| Short task |
Swap "in the photo above" for "in the image above" everywhere in the data below, and write out the lines again with nothing else changed and the pictures left out.

Pointing data excerpts
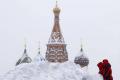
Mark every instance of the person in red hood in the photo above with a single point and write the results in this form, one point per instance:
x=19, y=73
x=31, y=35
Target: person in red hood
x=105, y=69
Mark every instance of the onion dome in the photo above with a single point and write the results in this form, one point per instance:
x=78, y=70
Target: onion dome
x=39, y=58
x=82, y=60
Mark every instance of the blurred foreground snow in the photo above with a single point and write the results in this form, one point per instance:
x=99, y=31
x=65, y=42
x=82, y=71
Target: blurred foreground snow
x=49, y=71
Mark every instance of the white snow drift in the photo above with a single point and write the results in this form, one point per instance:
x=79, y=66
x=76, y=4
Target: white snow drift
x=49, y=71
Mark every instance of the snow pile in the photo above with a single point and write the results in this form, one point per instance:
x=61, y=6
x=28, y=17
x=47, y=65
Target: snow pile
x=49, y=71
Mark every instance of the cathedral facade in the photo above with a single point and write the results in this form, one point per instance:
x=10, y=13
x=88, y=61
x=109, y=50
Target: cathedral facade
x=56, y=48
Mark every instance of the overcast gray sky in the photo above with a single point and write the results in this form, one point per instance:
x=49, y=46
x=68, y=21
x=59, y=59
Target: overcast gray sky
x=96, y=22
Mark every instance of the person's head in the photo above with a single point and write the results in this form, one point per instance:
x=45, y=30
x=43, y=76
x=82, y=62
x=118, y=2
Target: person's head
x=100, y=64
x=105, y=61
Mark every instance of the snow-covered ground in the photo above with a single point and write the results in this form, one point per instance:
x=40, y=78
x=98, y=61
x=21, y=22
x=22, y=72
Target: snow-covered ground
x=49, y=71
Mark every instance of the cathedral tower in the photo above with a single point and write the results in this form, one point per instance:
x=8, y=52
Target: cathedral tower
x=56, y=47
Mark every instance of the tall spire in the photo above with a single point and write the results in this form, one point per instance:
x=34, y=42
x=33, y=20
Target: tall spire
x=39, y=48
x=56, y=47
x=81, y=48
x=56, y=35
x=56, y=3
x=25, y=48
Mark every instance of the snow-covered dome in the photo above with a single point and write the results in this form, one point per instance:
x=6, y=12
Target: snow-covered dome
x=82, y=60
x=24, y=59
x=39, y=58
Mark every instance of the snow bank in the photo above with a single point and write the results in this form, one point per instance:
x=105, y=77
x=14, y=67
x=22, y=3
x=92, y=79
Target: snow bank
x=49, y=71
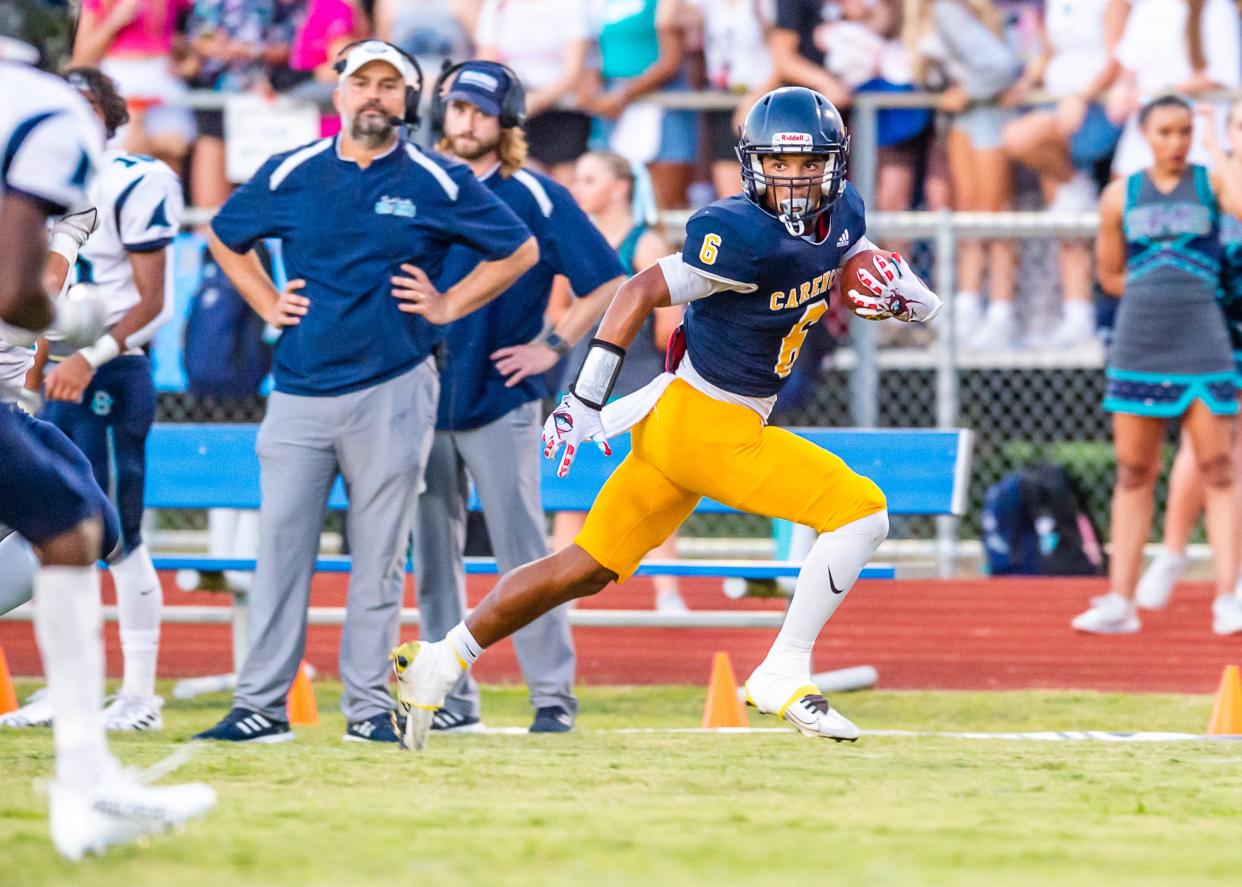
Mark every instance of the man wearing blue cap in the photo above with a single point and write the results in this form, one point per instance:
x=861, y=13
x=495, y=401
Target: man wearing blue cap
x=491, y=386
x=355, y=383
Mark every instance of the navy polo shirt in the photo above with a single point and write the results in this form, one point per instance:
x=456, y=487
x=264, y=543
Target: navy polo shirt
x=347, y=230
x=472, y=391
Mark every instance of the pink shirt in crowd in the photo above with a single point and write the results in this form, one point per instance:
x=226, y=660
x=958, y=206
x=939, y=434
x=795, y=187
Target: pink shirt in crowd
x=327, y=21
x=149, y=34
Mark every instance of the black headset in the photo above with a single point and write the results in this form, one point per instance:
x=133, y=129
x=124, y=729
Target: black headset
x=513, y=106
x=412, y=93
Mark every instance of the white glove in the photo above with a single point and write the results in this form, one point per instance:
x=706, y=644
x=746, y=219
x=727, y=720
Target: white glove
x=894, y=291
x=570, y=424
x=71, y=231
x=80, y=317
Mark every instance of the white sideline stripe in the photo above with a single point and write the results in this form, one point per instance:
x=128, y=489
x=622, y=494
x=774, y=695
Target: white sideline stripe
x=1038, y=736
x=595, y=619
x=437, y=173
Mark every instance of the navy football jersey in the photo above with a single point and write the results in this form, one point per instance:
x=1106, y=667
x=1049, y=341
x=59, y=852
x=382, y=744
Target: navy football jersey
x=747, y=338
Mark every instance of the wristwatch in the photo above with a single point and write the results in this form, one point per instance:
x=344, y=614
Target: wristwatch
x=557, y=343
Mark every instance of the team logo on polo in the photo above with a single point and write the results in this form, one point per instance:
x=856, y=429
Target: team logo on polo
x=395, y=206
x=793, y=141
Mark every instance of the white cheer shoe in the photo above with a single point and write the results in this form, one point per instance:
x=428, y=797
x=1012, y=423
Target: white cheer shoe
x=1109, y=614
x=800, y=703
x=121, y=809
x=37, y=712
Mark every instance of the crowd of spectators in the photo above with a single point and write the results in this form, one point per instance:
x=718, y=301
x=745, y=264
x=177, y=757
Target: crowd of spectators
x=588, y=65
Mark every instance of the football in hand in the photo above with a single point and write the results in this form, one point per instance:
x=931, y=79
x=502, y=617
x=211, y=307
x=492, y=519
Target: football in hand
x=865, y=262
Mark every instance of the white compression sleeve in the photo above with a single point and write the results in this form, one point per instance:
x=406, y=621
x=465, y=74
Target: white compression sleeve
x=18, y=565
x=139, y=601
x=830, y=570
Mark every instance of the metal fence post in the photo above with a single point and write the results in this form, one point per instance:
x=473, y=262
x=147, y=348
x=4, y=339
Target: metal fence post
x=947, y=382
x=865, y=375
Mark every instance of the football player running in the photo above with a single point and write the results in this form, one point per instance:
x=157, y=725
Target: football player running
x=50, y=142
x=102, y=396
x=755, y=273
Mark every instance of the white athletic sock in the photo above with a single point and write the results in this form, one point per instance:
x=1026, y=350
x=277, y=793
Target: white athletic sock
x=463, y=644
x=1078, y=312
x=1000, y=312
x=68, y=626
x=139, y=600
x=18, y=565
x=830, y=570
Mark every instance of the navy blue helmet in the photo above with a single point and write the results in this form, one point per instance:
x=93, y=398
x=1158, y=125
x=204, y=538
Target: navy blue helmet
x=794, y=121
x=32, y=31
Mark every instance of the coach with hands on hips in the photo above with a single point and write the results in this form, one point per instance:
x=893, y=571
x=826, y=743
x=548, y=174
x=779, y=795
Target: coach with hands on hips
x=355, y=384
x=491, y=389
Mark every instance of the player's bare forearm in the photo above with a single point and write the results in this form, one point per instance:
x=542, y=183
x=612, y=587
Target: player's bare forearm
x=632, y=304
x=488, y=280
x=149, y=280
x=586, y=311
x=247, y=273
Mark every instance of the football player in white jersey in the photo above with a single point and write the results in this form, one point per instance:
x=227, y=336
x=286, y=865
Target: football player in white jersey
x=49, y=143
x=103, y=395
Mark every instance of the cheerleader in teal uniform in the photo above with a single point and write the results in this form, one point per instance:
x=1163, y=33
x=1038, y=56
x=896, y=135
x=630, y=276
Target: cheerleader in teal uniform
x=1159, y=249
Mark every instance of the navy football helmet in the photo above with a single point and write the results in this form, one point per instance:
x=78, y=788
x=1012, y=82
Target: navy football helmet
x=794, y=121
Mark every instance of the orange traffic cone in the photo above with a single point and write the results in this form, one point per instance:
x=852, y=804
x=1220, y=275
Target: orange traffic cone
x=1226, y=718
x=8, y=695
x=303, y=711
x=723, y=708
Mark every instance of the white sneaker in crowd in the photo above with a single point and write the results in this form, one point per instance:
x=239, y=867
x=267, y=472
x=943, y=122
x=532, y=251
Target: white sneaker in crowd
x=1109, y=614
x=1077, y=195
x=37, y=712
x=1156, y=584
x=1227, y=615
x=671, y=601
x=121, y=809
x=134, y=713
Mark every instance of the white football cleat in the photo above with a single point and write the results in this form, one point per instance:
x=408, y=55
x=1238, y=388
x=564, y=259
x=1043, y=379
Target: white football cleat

| Answer in full |
Mark every instance of the person in red hood in the image above with a single point and write the results in this form, one point per instance:
x=19, y=73
x=31, y=35
Target: person in red hood
x=105, y=69
Mark every instance of the onion dome in the image above with a single point and write the results in this form, one point per instance:
x=78, y=70
Target: onion dome
x=39, y=58
x=82, y=60
Mark every instance of the blurred foreground snow in the image above with a single point and write the results in this form, one point per instance:
x=99, y=31
x=65, y=42
x=82, y=71
Target: blurred foreground snow
x=49, y=71
Mark every instance of the white snow drift in the image above with a single point and write the results in this form, one point per instance:
x=79, y=66
x=76, y=4
Target: white snow drift
x=49, y=71
Mark every instance of the snow pile in the image above with a single point and write the results in this form, one point per instance:
x=61, y=6
x=28, y=17
x=47, y=65
Target: snow pile
x=49, y=71
Mark every instance of the cathedral facade in the image above with a single point and write the results in this form, one point per instance:
x=10, y=13
x=88, y=61
x=109, y=50
Target: cathedral facade
x=56, y=48
Mark every instance of the overcast gray sky in the image above with a single point and write the results in this form, one point per instance:
x=49, y=46
x=68, y=21
x=59, y=59
Target: overcast gray sky
x=96, y=22
Mark every instance of the person's head in the image above with a single point and write the results in this form, one point per instance:
x=45, y=30
x=43, y=76
x=82, y=62
x=118, y=2
Target: person's head
x=100, y=64
x=105, y=61
Mark every instance of the snow-covered ground in the image above with a single point and write the results in this form, one point per instance:
x=40, y=78
x=98, y=61
x=21, y=22
x=22, y=72
Target: snow-covered ground
x=49, y=71
Mark every instance of the cathedral tower in the image above with a single point and write the results in this form, one point per instance:
x=8, y=52
Target: cathedral tower
x=56, y=47
Mark every instance of the tall spire in the image above with a single point and write the results in this form, one point per instance:
x=34, y=42
x=33, y=20
Target: tall spire
x=39, y=48
x=56, y=47
x=81, y=48
x=56, y=35
x=56, y=3
x=25, y=48
Mark every instance of the snow-covered dome in the image above with a single point and write the results in this form, one point per instance:
x=6, y=12
Target: snow-covered dome
x=82, y=60
x=24, y=59
x=39, y=58
Mark every instance of the snow bank in the image above with a single point and write the results in this form, one point per instance:
x=105, y=77
x=14, y=67
x=22, y=3
x=92, y=79
Target: snow bank
x=49, y=71
Mark every instance of the man wearing blue cap in the image above with a single point and write the results in this form, one point per instance:
x=861, y=13
x=495, y=401
Target: man wearing blue cap
x=491, y=386
x=355, y=383
Mark every instance of the navy polo shirt in the image above with a single point and write the results in this form, one point per instance:
x=456, y=487
x=264, y=543
Target: navy polo shirt
x=347, y=230
x=472, y=391
Mark every instance of the pink shirt in crowd in the image above with a single point and write the results in this form, one point per instance:
x=226, y=660
x=958, y=206
x=939, y=434
x=795, y=187
Target: pink shirt in crowd
x=327, y=21
x=149, y=34
Mark every instance of the black headset in the image above with a single point and write the results in this form, one point per instance:
x=133, y=129
x=124, y=729
Target: black headset
x=513, y=106
x=412, y=93
Mark every instance of the white glove in the image above with a single point and write the results in this form, one point per instance:
x=706, y=644
x=746, y=219
x=727, y=720
Target: white glove
x=894, y=291
x=570, y=424
x=71, y=231
x=80, y=317
Mark every instance of the white sideline stripe in the image above with a single point and write the results in this form, one point per instance:
x=128, y=489
x=622, y=494
x=774, y=695
Target: white sideline stripe
x=1038, y=736
x=595, y=619
x=437, y=173
Mark every instance of the navy football jersey in the image above with a single point and write the results in this form, one point per instance:
x=1106, y=667
x=1049, y=341
x=59, y=852
x=382, y=744
Target: navy football jersey
x=747, y=338
Mark every instance of the wristwatch in the image above with a single point and write the results in this form, one point per instance:
x=344, y=614
Target: wristwatch
x=557, y=343
Mark every instance of the team logo on polo in the image above with a single point and write the results in this form, one point per instance:
x=856, y=429
Target: team logo on polo
x=395, y=206
x=793, y=141
Mark every instance of the white cheer shoe in the image above with a single point and write the results in this form, one point per instance:
x=428, y=797
x=1012, y=423
Target: white cheer shoe
x=1109, y=614
x=800, y=703
x=121, y=809
x=37, y=712
Mark every instance of the crowd of spectators in the image above with a single point and write the results in this form, one point per instance:
x=718, y=301
x=745, y=264
x=177, y=757
Target: crowd of spectators
x=588, y=65
Mark every instance of the football in hand in the image above with a single point and write the results in this form, one point per instance:
x=931, y=79
x=502, y=617
x=211, y=307
x=492, y=519
Target: football in hand
x=865, y=262
Mark every instance of the white compression sleeve in the image above with a single point and write the results in this form, one point per instance:
x=406, y=621
x=465, y=74
Target: white compression sleeve
x=18, y=565
x=139, y=601
x=830, y=570
Mark every instance of the metal fence post in the image above with a single point and write the results in this form, one point per instance:
x=473, y=262
x=147, y=348
x=4, y=339
Target: metal fence post
x=947, y=382
x=865, y=375
Mark every instance of the football player running in the image above with a single point and write the results in this form, one point per instance:
x=157, y=725
Target: football player running
x=50, y=142
x=102, y=396
x=755, y=273
Mark every instance of the white athletic sock in the image above with a single point and write the results in this form, one point per instance:
x=1026, y=350
x=277, y=793
Target: white athletic sock
x=463, y=644
x=1078, y=312
x=1000, y=312
x=68, y=626
x=139, y=600
x=18, y=565
x=830, y=570
Mark every instance of the navy blue helmet in the image above with a single point and write the results in this form, one point per instance:
x=93, y=398
x=1158, y=125
x=204, y=538
Target: navy blue helmet
x=794, y=121
x=32, y=31
Mark every instance of the coach with hands on hips in the image above with a single point and write the results in this form, one point per instance:
x=893, y=571
x=826, y=743
x=548, y=174
x=779, y=795
Target: coach with hands on hips
x=355, y=384
x=491, y=389
Mark every instance of the player's bare forearm in the image above with a single point and write the results in this form, one point per instance:
x=542, y=183
x=612, y=587
Target: player's bare forearm
x=632, y=304
x=488, y=280
x=149, y=280
x=586, y=311
x=247, y=273
Mark every instance of the football player in white jersey in the image above with a single point and write the results in this form, one point per instance:
x=227, y=336
x=286, y=865
Target: football player in white jersey
x=49, y=143
x=103, y=395
Mark every instance of the cheerleader in teal uniform in the image above with a single point and write the results in this form, one point per instance:
x=1163, y=33
x=1038, y=56
x=896, y=135
x=630, y=276
Target: cheerleader in teal uniform
x=1159, y=249
Mark every instance of the navy football helmet in the image above with a single point and write the results in this form, one point per instance:
x=78, y=788
x=1012, y=82
Target: navy football helmet
x=794, y=121
Mark every instance of the orange traffic cone in the image above with a single point and write the results in this form, one point per instance:
x=852, y=804
x=1220, y=275
Target: orange traffic cone
x=1226, y=718
x=8, y=695
x=303, y=711
x=723, y=708
Mark every instance of the white sneaker in crowd in the image above with a single point and write the results in this form, one point per instance:
x=239, y=867
x=267, y=472
x=943, y=122
x=532, y=251
Target: white sneaker in crowd
x=1109, y=614
x=1077, y=195
x=37, y=712
x=1156, y=584
x=1227, y=615
x=671, y=601
x=121, y=809
x=134, y=713
Mark every instance of the white football cleat in the image above with a single point and write the results in this form, one point per instance:
x=408, y=55
x=1238, y=388
x=564, y=259
x=1043, y=379
Target: white football cleat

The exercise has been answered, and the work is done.